**Aufgabe 1:**
Warum hatte die Rechtsbeschwerde des Betroffenen laut dem Gerichtsbeschluss unten Erfolg? Erkläre das in ein bis drei Sätzen.

**Vorliegender Text:**
____________________

BayObLG, Beschl. v. 1.2.2023 – 202 ObOWi 1580/22
1 Sachverhalt
Das AG hat den von der Erscheinenspflicht in der Hauptverhandlung gemäß § 73 Abs. 2 OWiG antragsgemäß entbundenen und in dieser auch nicht durch Verteidiger vertretenen Betroffenen in dessen Abwesenheit mit dem angefochtenen Urteil wegen einer vorsätzlichen Überschreitung der zulässigen Höchstgeschwindigkeit außerhalb geschlossener Ortschaften um 46 km/h zu einer Geldbuße von 960 EUR mit Fahrverbot von 2 Monaten verurteilt. Das BayObLG hat auf die Rechtsbeschwerde des Betroffenen das Urteil des AG aufgehoben und die zurückverwiesen.
2 Aus den Gründen
[…] II. Das Rechtsmittel hat mit der nach § 79 Abs. 3 Satz 1 OWiG i.V.m. § 344 Abs. 2 Satz 2 StPO ordnungsgemäß ausgeführten Verfahrensrüge einer Verletzung der Hinweispflicht Erfolg, weil der Betroffene und seine Verteidigung während des gerichtlichen Verfahrens entgegen den §§ 46 Abs. 1, 71 Abs. 1 OWiG i.V.m. § 265 Abs. 1 StPO nicht auf die Möglichkeit einer von der rechtlichen Beurteilung des Bußgeldbescheids abweichenden Verurteilung wegen vorsätzlicher Verwirklichung des Bußgeldtatbestandes in der gebührenden Weise hingewiesen wurde. Auf die weiteren verfahrensrechtlichen und die sachlich-rechtlichen Beanstandungen der Rechtsbeschwerde kommt es nicht mehr an.

____________________

**Aufgabe 2:**
Schreib aus den Einträgen den Abschnitt von der Zeile mit „Isolate ceiling air“ bis einschließlich der Zeile mit „left=1061, top=81, right=1158, bottom=102“ als nummerierte Liste um, ohne Leerzeilen.

____________________

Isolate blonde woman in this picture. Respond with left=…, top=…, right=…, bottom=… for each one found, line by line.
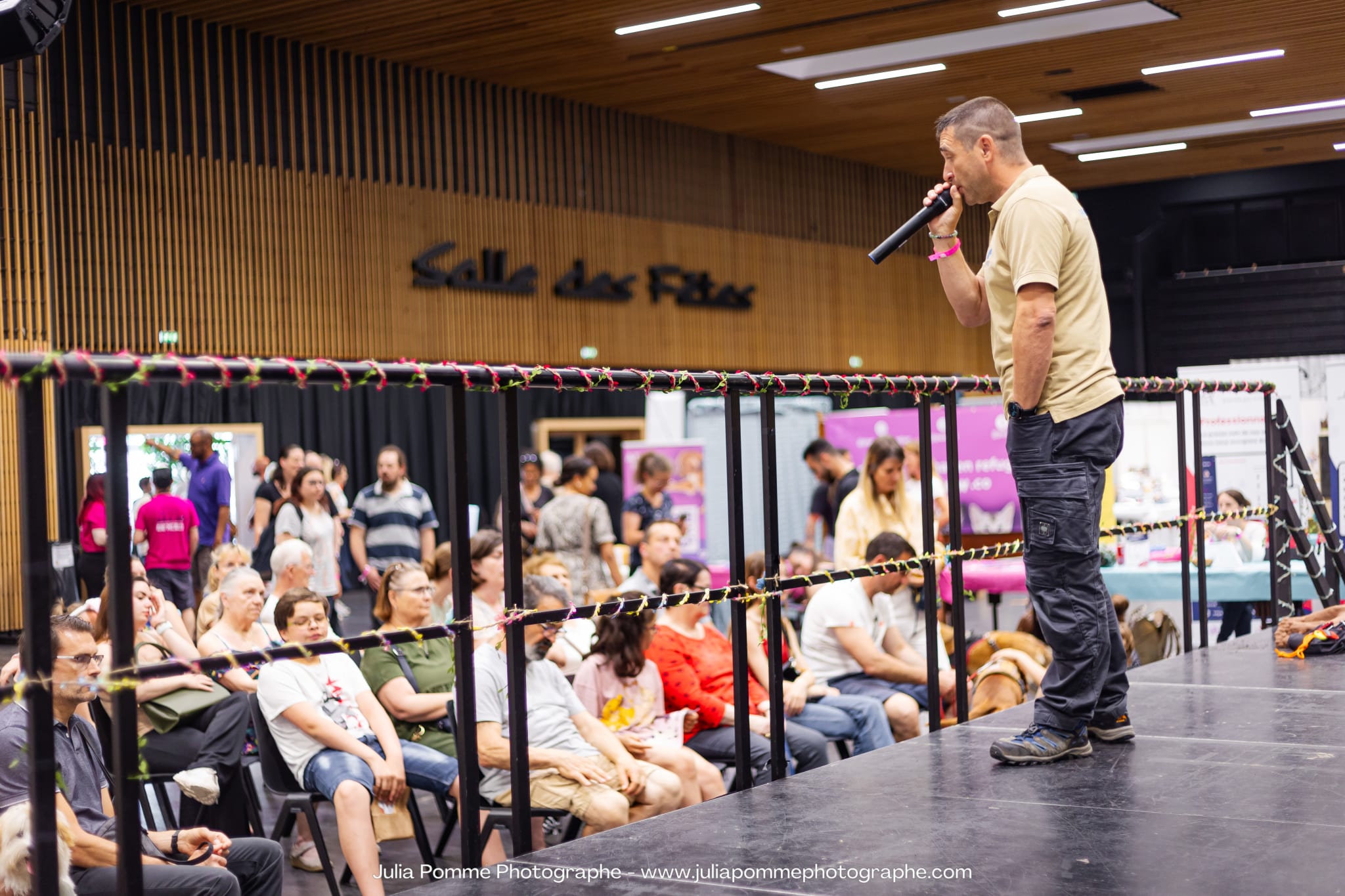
left=196, top=544, right=252, bottom=641
left=835, top=435, right=924, bottom=570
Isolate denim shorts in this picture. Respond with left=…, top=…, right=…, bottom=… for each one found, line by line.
left=303, top=736, right=457, bottom=800
left=827, top=672, right=929, bottom=710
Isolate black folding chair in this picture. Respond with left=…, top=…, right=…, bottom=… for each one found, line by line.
left=89, top=700, right=177, bottom=830
left=248, top=693, right=436, bottom=896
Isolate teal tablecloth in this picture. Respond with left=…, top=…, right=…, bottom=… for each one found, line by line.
left=1101, top=560, right=1317, bottom=607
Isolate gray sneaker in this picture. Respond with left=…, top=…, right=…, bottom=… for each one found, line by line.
left=990, top=724, right=1092, bottom=765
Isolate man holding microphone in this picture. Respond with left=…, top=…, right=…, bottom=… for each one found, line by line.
left=925, top=96, right=1136, bottom=764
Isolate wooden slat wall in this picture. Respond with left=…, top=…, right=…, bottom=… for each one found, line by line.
left=26, top=0, right=987, bottom=371
left=0, top=0, right=990, bottom=629
left=0, top=59, right=56, bottom=630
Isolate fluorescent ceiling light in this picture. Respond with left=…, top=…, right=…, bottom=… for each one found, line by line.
left=1139, top=50, right=1285, bottom=75
left=616, top=3, right=761, bottom=33
left=812, top=62, right=948, bottom=90
left=757, top=1, right=1181, bottom=81
left=1252, top=99, right=1345, bottom=118
left=1050, top=109, right=1345, bottom=156
left=1013, top=109, right=1084, bottom=125
left=1000, top=0, right=1097, bottom=19
left=1078, top=144, right=1186, bottom=161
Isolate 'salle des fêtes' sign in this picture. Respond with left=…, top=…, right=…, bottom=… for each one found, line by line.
left=412, top=242, right=756, bottom=310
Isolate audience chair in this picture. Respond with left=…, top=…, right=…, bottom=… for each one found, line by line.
left=89, top=700, right=177, bottom=830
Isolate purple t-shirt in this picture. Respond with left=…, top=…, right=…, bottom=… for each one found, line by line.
left=177, top=454, right=232, bottom=544
left=136, top=494, right=198, bottom=570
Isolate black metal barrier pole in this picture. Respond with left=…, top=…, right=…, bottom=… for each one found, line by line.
left=914, top=395, right=943, bottom=733
left=448, top=385, right=481, bottom=868
left=724, top=389, right=759, bottom=790
left=1262, top=393, right=1286, bottom=628
left=102, top=388, right=144, bottom=893
left=1275, top=399, right=1345, bottom=596
left=1174, top=393, right=1190, bottom=653
left=757, top=395, right=788, bottom=780
left=17, top=380, right=59, bottom=895
left=943, top=393, right=971, bottom=724
left=500, top=389, right=533, bottom=857
left=1190, top=393, right=1218, bottom=647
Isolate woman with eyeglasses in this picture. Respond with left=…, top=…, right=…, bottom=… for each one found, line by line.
left=574, top=607, right=725, bottom=806
left=93, top=578, right=250, bottom=837
left=495, top=454, right=556, bottom=544
left=359, top=563, right=506, bottom=865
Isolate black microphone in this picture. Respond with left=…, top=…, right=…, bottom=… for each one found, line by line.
left=869, top=186, right=952, bottom=265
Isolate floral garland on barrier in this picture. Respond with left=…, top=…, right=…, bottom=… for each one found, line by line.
left=0, top=505, right=1279, bottom=705
left=0, top=349, right=1275, bottom=397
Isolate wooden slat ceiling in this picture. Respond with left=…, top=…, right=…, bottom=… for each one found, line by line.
left=139, top=0, right=1345, bottom=186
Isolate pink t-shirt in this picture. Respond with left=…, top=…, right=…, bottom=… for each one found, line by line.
left=136, top=494, right=200, bottom=570
left=79, top=501, right=108, bottom=553
left=574, top=653, right=686, bottom=746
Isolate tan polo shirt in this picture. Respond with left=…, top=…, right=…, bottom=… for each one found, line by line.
left=979, top=165, right=1122, bottom=423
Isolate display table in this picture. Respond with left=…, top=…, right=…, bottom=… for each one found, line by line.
left=939, top=557, right=1317, bottom=606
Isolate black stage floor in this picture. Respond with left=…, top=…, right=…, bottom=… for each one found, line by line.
left=414, top=631, right=1345, bottom=896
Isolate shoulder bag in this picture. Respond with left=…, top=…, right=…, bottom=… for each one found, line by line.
left=136, top=641, right=229, bottom=735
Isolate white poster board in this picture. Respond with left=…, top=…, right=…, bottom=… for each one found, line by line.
left=1177, top=362, right=1317, bottom=507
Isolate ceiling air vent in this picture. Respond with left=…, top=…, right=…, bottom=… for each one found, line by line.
left=1061, top=81, right=1158, bottom=102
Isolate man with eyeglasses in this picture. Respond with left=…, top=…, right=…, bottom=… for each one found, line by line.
left=474, top=575, right=682, bottom=836
left=0, top=615, right=282, bottom=896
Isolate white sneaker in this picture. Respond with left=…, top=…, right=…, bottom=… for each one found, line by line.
left=172, top=769, right=219, bottom=806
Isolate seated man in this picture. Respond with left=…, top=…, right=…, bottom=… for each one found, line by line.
left=617, top=520, right=682, bottom=595
left=259, top=539, right=313, bottom=628
left=0, top=615, right=282, bottom=896
left=475, top=576, right=682, bottom=836
left=257, top=591, right=457, bottom=896
left=803, top=532, right=955, bottom=742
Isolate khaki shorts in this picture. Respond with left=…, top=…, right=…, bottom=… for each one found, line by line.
left=495, top=756, right=659, bottom=821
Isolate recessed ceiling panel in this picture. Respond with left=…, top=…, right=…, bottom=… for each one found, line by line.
left=757, top=3, right=1181, bottom=81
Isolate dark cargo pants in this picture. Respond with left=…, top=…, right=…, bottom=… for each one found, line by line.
left=1007, top=399, right=1130, bottom=729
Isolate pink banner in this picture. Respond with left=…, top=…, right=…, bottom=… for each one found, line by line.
left=621, top=440, right=705, bottom=560
left=824, top=404, right=1021, bottom=534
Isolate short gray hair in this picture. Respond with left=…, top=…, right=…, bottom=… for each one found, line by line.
left=933, top=96, right=1026, bottom=158
left=271, top=539, right=313, bottom=575
left=523, top=575, right=570, bottom=610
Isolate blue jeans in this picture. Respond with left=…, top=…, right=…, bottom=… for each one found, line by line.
left=303, top=735, right=457, bottom=800
left=789, top=694, right=896, bottom=756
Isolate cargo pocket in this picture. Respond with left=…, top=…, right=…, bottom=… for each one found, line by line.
left=1018, top=463, right=1097, bottom=556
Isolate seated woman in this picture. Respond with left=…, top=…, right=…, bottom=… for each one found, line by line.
left=646, top=557, right=827, bottom=783
left=196, top=544, right=252, bottom=641
left=257, top=588, right=457, bottom=896
left=196, top=572, right=323, bottom=872
left=574, top=610, right=725, bottom=806
left=523, top=553, right=597, bottom=677
left=359, top=563, right=506, bottom=865
left=93, top=578, right=249, bottom=837
left=745, top=551, right=896, bottom=756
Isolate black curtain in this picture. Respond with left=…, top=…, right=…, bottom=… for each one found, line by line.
left=55, top=381, right=644, bottom=540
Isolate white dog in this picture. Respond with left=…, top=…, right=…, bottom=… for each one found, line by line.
left=0, top=803, right=76, bottom=896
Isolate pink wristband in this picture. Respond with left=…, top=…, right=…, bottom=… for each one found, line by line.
left=929, top=239, right=961, bottom=262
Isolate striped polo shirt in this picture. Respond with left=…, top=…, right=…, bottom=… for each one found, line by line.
left=349, top=480, right=439, bottom=572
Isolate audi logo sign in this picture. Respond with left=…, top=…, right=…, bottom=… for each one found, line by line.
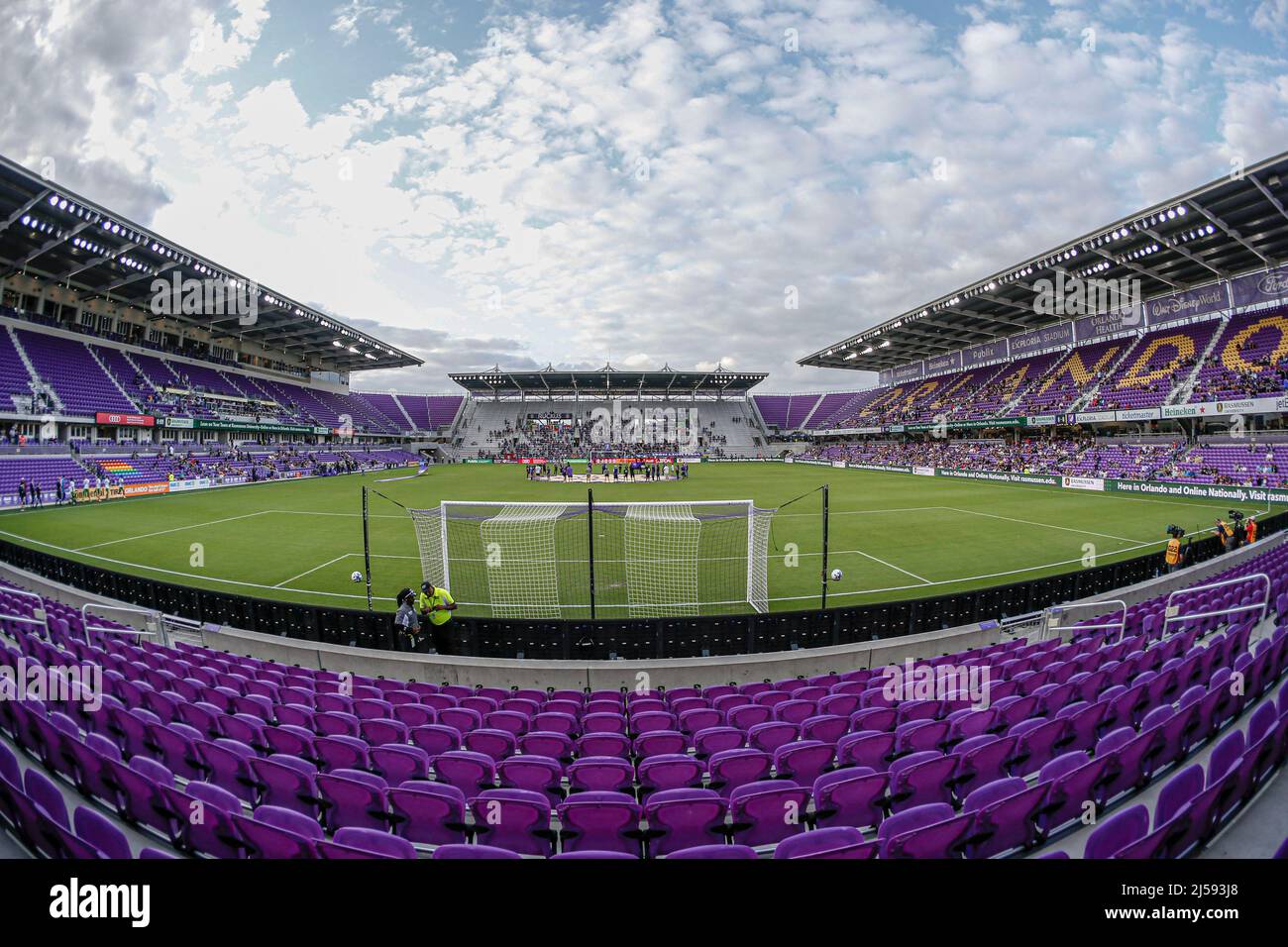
left=94, top=411, right=158, bottom=428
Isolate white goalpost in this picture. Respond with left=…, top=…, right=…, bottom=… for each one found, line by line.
left=409, top=500, right=774, bottom=618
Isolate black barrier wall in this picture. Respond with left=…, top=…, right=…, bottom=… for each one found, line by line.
left=0, top=514, right=1272, bottom=661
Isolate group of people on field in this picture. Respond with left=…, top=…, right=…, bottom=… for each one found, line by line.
left=394, top=581, right=456, bottom=655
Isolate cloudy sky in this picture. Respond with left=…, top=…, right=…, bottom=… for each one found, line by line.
left=0, top=0, right=1288, bottom=391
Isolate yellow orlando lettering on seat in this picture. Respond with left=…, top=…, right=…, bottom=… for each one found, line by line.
left=1118, top=333, right=1194, bottom=388
left=1221, top=316, right=1288, bottom=371
left=1038, top=346, right=1122, bottom=394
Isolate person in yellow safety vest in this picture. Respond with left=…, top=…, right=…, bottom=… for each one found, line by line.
left=416, top=582, right=456, bottom=636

____________________

**Endgültige Antwort 1:**
Die Rechtsbeschwerde hatte Erfolg, weil der Betroffene und seine Verteidigung im gerichtlichen Verfahren nicht richtig darauf hingewiesen wurden, dass er anders als im Bußgeldbescheid wegen vorsätzlicher Begehung verurteilt werden könnte. Damit wurde die Hinweispflicht nach §§ 46 Abs. 1, 71 Abs. 1 OWiG i.V.m. § 265 Abs. 1 StPO verletzt.

**Endgültige Antwort 2:**
1. Isolate ceiling air vent in this picture. Respond with left=…, top=…, right=…, bottom=… for each one found, line by line.
2. left=1061, top=81, right=1158, bottom=102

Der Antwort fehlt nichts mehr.